* **Dataset entries**:
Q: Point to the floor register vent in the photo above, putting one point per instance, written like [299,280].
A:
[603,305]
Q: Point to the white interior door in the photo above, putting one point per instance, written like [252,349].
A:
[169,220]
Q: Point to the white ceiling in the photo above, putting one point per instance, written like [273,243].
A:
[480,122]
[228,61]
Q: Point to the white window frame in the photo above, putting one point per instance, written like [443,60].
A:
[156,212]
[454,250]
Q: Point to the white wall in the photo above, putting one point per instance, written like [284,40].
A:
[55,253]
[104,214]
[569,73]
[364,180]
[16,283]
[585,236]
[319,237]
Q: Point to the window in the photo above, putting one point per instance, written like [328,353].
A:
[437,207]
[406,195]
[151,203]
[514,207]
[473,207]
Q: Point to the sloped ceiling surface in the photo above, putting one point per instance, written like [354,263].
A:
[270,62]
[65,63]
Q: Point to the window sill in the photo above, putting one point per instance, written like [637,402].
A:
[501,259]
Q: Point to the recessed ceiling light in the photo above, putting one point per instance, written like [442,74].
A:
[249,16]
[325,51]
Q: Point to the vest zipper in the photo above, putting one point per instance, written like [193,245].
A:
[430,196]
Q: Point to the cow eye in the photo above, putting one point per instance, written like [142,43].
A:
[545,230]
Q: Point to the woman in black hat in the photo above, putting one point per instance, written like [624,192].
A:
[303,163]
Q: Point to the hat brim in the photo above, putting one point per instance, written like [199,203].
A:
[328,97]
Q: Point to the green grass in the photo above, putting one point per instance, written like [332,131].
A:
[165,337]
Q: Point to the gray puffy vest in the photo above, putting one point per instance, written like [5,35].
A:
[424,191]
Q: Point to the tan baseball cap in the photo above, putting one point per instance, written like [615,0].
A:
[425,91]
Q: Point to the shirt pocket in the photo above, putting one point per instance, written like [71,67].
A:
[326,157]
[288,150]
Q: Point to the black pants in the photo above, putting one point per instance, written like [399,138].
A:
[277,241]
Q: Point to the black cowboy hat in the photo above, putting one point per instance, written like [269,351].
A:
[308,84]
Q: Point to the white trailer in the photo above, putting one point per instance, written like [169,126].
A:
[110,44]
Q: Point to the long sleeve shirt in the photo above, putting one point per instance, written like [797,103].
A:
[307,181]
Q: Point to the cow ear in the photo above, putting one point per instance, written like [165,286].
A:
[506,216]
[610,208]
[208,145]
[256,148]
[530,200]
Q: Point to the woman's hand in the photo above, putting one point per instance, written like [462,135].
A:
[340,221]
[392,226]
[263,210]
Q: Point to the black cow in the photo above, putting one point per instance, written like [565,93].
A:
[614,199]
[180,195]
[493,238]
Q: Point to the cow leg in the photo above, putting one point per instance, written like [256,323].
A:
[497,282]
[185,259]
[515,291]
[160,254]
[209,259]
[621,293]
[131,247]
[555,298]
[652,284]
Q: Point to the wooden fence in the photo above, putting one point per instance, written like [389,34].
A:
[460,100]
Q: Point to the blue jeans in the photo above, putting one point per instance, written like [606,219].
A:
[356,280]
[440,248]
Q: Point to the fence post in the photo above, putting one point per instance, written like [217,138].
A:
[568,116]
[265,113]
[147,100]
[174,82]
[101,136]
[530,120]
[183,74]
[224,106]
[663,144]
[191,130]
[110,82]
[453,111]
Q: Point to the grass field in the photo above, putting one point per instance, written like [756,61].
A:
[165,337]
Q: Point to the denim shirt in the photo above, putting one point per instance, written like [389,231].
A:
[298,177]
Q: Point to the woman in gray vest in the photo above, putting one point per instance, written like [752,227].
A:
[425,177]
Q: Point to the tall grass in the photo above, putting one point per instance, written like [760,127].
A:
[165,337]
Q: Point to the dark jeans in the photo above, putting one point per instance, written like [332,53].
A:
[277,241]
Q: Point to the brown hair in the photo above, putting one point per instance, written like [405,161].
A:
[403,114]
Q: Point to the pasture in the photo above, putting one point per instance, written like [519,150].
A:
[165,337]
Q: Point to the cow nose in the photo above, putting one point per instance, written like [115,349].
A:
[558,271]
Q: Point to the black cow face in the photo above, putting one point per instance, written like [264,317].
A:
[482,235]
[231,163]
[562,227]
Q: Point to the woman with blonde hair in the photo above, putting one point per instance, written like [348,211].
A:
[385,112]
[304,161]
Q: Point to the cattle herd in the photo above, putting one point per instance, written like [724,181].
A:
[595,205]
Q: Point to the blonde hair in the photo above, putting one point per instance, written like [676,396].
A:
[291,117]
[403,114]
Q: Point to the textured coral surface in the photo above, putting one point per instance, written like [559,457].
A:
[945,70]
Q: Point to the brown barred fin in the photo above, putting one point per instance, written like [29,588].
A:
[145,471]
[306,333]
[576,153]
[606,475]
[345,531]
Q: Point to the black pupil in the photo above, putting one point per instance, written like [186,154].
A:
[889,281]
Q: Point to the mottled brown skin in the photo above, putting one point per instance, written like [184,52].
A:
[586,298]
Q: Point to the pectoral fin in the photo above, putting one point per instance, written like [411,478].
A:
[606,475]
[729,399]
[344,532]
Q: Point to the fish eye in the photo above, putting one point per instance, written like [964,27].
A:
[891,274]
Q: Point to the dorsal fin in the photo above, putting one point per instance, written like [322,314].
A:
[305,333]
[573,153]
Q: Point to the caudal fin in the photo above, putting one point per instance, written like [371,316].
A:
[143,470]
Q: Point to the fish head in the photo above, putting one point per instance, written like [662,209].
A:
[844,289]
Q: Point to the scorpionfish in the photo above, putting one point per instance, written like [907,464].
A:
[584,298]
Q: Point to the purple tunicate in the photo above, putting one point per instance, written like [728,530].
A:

* **Directions for this task**: Filter the records above for lines with "grass".

* **Exercise response**:
Q: Point to the green grass in the photo above, putting one point per instance, written like [332,131].
Q: Point to the grass field in the photo above, putting one point per instance, written like [756,61].
Q: Point to the tall grass in the photo above, putting one point per instance, written like [760,127].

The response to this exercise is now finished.